→ Vorliegender Text
----------
Viele Menschen glauben, dass ein Business-Analyst, der sich in der Anforderungsermittlung auskennt, praktisch nahtlos auch die Rolle eines Prozessanalysten übernehmen kann. In vielen unterschiedlichen Bereichen habe ich die Erfahrung machen müssen, dass Business-Analysten nicht so ohne weiteres die Aufgaben eines Prozessanalysten übernehmen können. Einigen fehlen dazu die notwendigen Fachkenntnisse, andere haben gar kein Interesse daran. Da es viel zu wenige Prozessanalysten gibt, sollten interessierten Business-Analysten Möglichkeiten geboten werden, sich entsprechend zu qualifizieren und in Prozessprojekten mitzuwirken. So können sie die Karriereleiter weiter hinaufsteigen.
----------
→ Aufgaben
**A.** Gib den Abschnitt aus dem vorliegenden Text wieder, der mit den Worten "Viele Menschen glauben, dass" beginnt und mit "Karriereleiter weiter hinaufsteigen." endet. Tausche darin "Prozessanalysten" gegen "Prozessberater" aus.
**B.** Beantworte anhand des vorliegenden Textes:
(i) Was fehlt laut Text einigen Business-Analysten, um die Aufgaben eines Prozessanalysten zu übernehmen?
(ii) Wie viele Prozessanalysten gibt es laut Text?
(iii) Was können interessierte Business-Analysten durch Qualifizierung und Mitarbeit in Prozessprojekten erreichen?

→ Bereitgestellte Daten
----------
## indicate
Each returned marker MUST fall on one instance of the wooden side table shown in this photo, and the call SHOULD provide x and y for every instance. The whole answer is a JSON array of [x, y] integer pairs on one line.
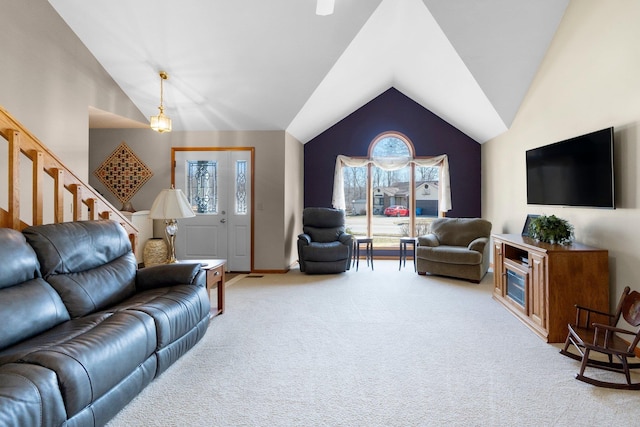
----------
→ Lösungen
**A.**
Viele Menschen glauben, dass ein Business-Analyst, der sich in der Anforderungsermittlung auskennt, praktisch nahtlos auch die Rolle eines Prozessberater übernehmen kann. In vielen unterschiedlichen Bereichen habe ich die Erfahrung machen müssen, dass Business-Analysten nicht so ohne weiteres die Aufgaben eines Prozessberater übernehmen können. Einigen fehlen dazu die notwendigen Fachkenntnisse, andere haben gar kein Interesse daran. Da es viel zu wenige Prozessberater gibt, sollten interessierten Business-Analysten Möglichkeiten geboten werden, sich entsprechend zu qualifizieren und in Prozessprojekten mitzuwirken. So können sie die Karriereleiter weiter hinaufsteigen.

**B.**
(i) Die notwendigen Fachkenntnisse.
(ii) Viel zu wenige.
(iii) Sie können die Karriereleiter weiter hinaufsteigen.